[Records from a data source]
# # #

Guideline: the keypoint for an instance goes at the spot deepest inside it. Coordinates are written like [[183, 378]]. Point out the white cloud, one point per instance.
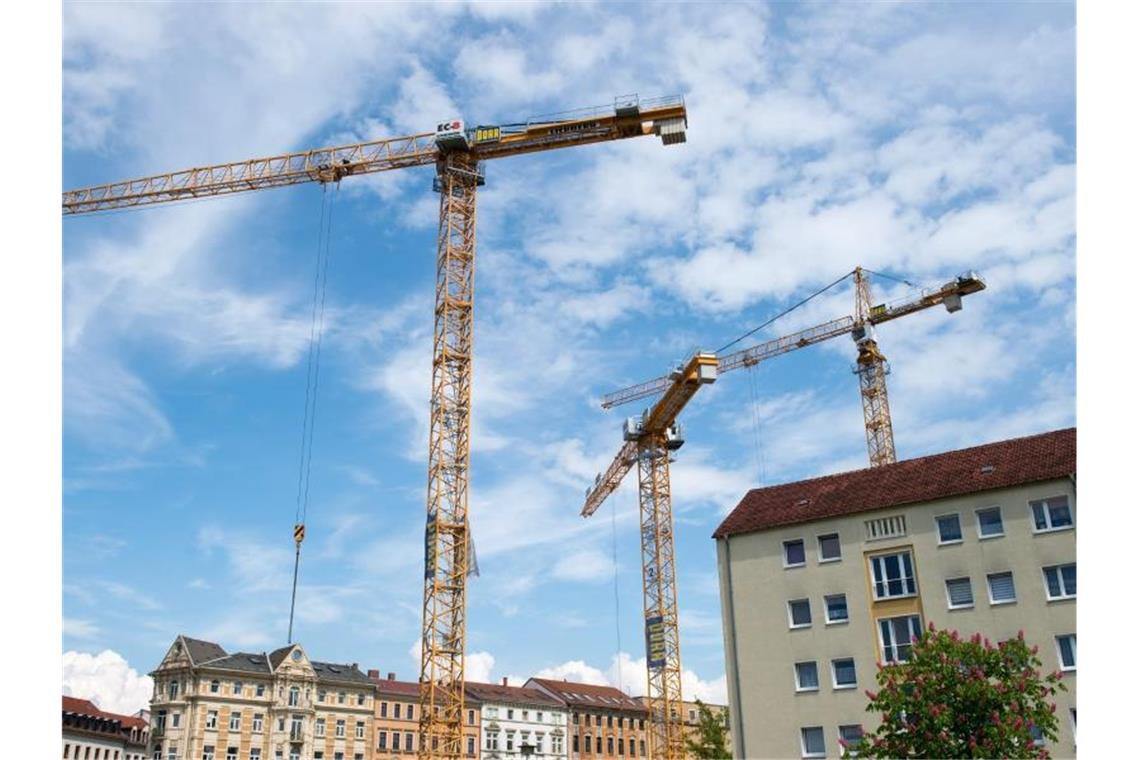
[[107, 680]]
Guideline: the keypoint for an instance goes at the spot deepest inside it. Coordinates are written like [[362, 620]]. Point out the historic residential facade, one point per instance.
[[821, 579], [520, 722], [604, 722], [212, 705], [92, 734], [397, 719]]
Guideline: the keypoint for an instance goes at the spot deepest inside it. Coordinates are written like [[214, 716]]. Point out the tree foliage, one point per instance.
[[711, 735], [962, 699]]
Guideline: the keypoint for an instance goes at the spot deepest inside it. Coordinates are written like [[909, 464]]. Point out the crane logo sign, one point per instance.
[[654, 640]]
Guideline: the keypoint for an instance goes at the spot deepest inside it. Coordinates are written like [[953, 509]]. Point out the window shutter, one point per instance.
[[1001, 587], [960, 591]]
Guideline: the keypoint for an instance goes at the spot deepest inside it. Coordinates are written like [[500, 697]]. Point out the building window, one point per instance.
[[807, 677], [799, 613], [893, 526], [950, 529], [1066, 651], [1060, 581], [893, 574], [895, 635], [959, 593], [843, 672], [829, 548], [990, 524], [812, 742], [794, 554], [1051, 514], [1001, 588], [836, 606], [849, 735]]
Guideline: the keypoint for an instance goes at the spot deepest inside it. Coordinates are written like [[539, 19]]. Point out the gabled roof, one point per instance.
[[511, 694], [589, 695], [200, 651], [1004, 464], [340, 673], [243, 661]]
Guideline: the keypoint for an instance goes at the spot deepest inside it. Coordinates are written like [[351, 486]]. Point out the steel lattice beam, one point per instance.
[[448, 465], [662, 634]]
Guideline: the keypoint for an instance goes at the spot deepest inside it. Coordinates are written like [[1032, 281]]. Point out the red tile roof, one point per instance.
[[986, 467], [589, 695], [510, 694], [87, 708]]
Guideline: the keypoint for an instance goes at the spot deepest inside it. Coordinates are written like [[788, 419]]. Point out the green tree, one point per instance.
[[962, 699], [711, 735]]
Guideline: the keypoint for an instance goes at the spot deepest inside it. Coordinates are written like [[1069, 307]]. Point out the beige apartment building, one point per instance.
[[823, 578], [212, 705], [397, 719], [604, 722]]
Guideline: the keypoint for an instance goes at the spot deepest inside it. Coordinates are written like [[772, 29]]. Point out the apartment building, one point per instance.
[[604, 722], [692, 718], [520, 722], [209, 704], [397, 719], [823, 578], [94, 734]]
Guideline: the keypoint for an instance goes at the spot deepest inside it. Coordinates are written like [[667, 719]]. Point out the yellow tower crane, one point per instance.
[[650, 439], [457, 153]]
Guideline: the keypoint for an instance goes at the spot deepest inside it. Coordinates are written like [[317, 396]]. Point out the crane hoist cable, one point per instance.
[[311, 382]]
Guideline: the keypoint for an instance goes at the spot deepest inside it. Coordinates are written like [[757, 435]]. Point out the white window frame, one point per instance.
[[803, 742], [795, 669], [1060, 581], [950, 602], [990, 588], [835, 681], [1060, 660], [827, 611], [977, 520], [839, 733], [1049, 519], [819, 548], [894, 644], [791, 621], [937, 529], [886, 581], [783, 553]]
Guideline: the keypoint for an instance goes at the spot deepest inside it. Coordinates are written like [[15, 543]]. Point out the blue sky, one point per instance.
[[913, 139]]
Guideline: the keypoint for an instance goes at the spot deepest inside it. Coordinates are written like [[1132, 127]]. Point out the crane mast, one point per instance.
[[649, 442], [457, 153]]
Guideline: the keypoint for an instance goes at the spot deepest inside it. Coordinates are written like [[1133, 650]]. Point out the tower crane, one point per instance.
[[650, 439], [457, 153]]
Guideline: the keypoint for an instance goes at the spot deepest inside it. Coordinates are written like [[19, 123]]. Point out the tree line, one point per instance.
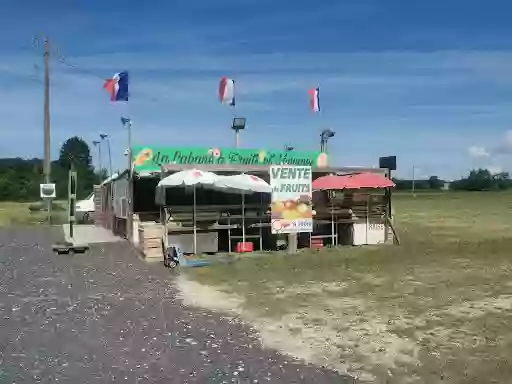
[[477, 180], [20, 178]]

# # #

--- What this task involves ---
Your copy of the records must be exact and must contain no pictures.

--- Output for this task ---
Guideline: the keypoint for an instance goes at the spot deepest inside it. Coordinates are written like [[183, 378]]. Point out the white cloud, one point per instance.
[[107, 680]]
Guideline: the keypoint for an instance goes at the spot deepest inside it. Coordinates are written like [[362, 620]]. Point out the historic residential facade, one point per instance.
[[821, 579], [520, 722], [604, 722], [212, 705], [92, 734], [397, 719]]
Guideline: the keypoint for an instance goes at the spot deepest inside it. Coordinates are written like [[214, 716]]. Point out the tree foliage, one point per instance.
[[711, 735], [962, 699]]
Guideline: the keypoint for an instance goes at the spot deepest inside it. Coordinates are written like [[909, 464]]. Point out the crane logo sign, one point per instance.
[[654, 640]]
Guideline: the keypoint for an instance goes at the spot deepest inside it. Coordinates are written like [[953, 509]]. Point out the window shutter, one point per instance.
[[1001, 587], [960, 591]]
Guideline: the keypoint for an instance goes at the spot deepest inside it. Coordinates are written like [[500, 697]]. Point out the building window, one point per instance.
[[807, 677], [799, 613], [893, 526], [950, 529], [1066, 651], [1060, 581], [893, 574], [895, 635], [959, 593], [843, 672], [829, 548], [990, 524], [812, 742], [794, 554], [1051, 514], [1001, 588], [836, 606], [849, 735]]
Guideline: the keypoint for an instance goes at the spot deepest inside it. Coordinates are written like [[539, 19]]. Point out the gabled roof, one point per instance.
[[511, 694], [589, 695], [200, 651], [1004, 464], [340, 673], [243, 661]]
Guideline: the keypoint for an instance goes at the spot deepest inside it. Coordinates are written like [[351, 486]]. Point out the steel lattice beam, one point per instance.
[[448, 465], [662, 634]]
Guideline: the keypoint for an instance goes at the spot deepest inside it. Coordinates are written like [[1032, 281]]. Point out the red tile roof, one point per instance.
[[986, 467], [589, 695], [510, 694], [87, 708]]
Guideline: the keypoint for an instance goes at the spot deepest inside it. Coordinates are written like [[788, 419]]. Point out the green tree, one point per instance.
[[962, 699], [711, 735]]
Guideline: the keypoint for an instance goes at the spot deepest inside it. Coordinates are written like [[1069, 307]]. Point out the beige apartment building, one point per instance.
[[823, 578], [212, 705], [397, 719], [604, 722]]
Guideline: the keypoint for an instance goes at the spot deepest inside it. Coordinates are written like [[772, 29]]. Point out the apartment building, one point per instance.
[[604, 722], [692, 718], [520, 722], [209, 704], [397, 719], [823, 578], [94, 734]]
Guideline: the keypoint for an instance goes at the spot deepest inside it. Coordinates are written like [[667, 719]]. Point out the yellow tower crane, one point per instance.
[[650, 439], [457, 153]]
Guideline: the keypoint for an instance goes at the spot deepest inside it. Coordinates are written like [[317, 396]]. Point out the crane hoist cable, one point per instance.
[[311, 382]]
Guideline: the keypoint for an instance goes at the spot deepest inside it. Coordinates are written like [[757, 435]]. Point out the white window frame, one point per instance.
[[803, 742], [795, 669], [1060, 581], [950, 602], [990, 588], [835, 681], [1060, 660], [827, 611], [977, 520], [839, 733], [1049, 519], [819, 548], [894, 644], [791, 621], [937, 529], [886, 581], [783, 553]]
Guideline: the keypoint for an instance goes at the spot deepest inside it. Coordinates are written like [[15, 543]]. Point out the blue sky, one point per instance.
[[913, 139]]
Guideline: the keypoint for an instance goes at the spot deepest inside it. Coordinates are written like [[1132, 127]]. Point out the crane mast, one point per instance.
[[649, 442], [457, 153]]
Guideline: the keypoint for an instance goes at the spot deepest inside it. Coordinates are written like [[1133, 650]]. Point out the tower crane, one point per instance.
[[650, 439], [457, 153]]
Guideline: the keypoint for an instance goes at the spot deepest inside it. Coordinates are written like [[19, 123]]. Point out the tree line, one point per instance.
[[477, 180], [20, 178]]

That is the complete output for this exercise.